- Extrait du texte -
Jean-Michel KRIVINE – Les derniers combats de Trotsky : de l’Opposition de gauche russe à la IVe Internationale

Plus de 60 ans après sa création, la IVe Internationale demeure très faible numériquement, cependant, à l’heure du triomphe de la « mondialisation » capitaliste elle demeure la seule Internationale existante.

Dès le Manifeste communiste de 1848, Marx et Engels avaient montré que le Capital ne pouvait se développer qu’en abolissant les frontières nationales et que la lutte des prolétaires (ceux qui n’ont que leur force de travail à vendre) devait y correspondre. On assiste maintenant à une exacerbation de cette tendance. Mais si apparaissent enfin des mouvements internationaux de lutte contre les effets de cette mondialisation capitaliste (contre le Fonds monétaire international, contre l’Organisation mondiale du commerce, contre la Banque mondiale, pour l’annulation de la dette du Tiers-monde…), il n’y a que la IVe Internationale comme organisation politique présente dans de nombreux pays pour analyser collectivement la situation mondiale et proposer des mots d’ordre correspondant à la nécessité d’en finir avec le capitalisme.

- Données fournies -

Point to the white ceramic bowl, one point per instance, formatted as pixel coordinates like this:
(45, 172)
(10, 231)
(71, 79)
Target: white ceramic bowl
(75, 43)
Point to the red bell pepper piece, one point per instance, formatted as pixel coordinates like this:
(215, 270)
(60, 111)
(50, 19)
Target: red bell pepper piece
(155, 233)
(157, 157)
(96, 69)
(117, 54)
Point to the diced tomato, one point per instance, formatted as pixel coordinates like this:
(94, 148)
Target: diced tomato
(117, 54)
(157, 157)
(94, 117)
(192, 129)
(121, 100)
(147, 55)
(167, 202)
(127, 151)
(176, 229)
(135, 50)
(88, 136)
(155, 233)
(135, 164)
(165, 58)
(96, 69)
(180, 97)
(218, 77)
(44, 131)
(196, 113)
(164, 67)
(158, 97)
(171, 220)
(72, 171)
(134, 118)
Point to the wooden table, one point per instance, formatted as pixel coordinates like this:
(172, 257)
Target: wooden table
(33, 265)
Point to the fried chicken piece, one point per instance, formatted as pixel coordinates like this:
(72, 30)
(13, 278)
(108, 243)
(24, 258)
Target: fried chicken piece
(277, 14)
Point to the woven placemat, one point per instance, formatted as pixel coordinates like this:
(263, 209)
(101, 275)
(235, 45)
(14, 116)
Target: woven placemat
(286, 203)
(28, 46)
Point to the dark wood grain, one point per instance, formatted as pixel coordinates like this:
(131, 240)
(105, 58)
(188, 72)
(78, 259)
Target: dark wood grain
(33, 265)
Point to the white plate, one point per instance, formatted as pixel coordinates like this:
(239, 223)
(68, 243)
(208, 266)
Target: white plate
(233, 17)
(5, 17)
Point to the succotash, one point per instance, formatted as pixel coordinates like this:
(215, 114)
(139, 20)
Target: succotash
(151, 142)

- Consigne 1 -
Reproduisez le passage de l'extrait sur la IVe Internationale qui commence à « Dès le Manifeste » et s'achève à « avec le capitalisme. ».
- Consigne 2 -
Répondez brièvement à partir de l'extrait sur la IVe Internationale.
(a) Depuis combien de temps la IVe Internationale a-t-elle été créée ?
(b) De quelle année date le Manifeste communiste mentionné ?
(c) Comment les prolétaires sont-ils définis entre parenthèses ?

- Réponse attendue 1 -
Dès le Manifeste communiste de 1848, Marx et Engels avaient montré que le Capital ne pouvait se développer qu’en abolissant les frontières nationales et que la lutte des prolétaires (ceux qui n’ont que leur force de travail à vendre) devait y correspondre. On assiste maintenant à une exacerbation de cette tendance. Mais si apparaissent enfin des mouvements internationaux de lutte contre les effets de cette mondialisation capitaliste (contre le Fonds monétaire international, contre l’Organisation mondiale du commerce, contre la Banque mondiale, pour l’annulation de la dette du Tiers-monde…), il n’y a que la IVe Internationale comme organisation politique présente dans de nombreux pays pour analyser collectivement la situation mondiale et proposer des mots d’ordre correspondant à la nécessité d’en finir avec le capitalisme.

- Réponse attendue 2 -
(a) Plus de 60 ans.
(b) 1848.
(c) Ce sont ceux qui n'ont que leur force de travail à vendre.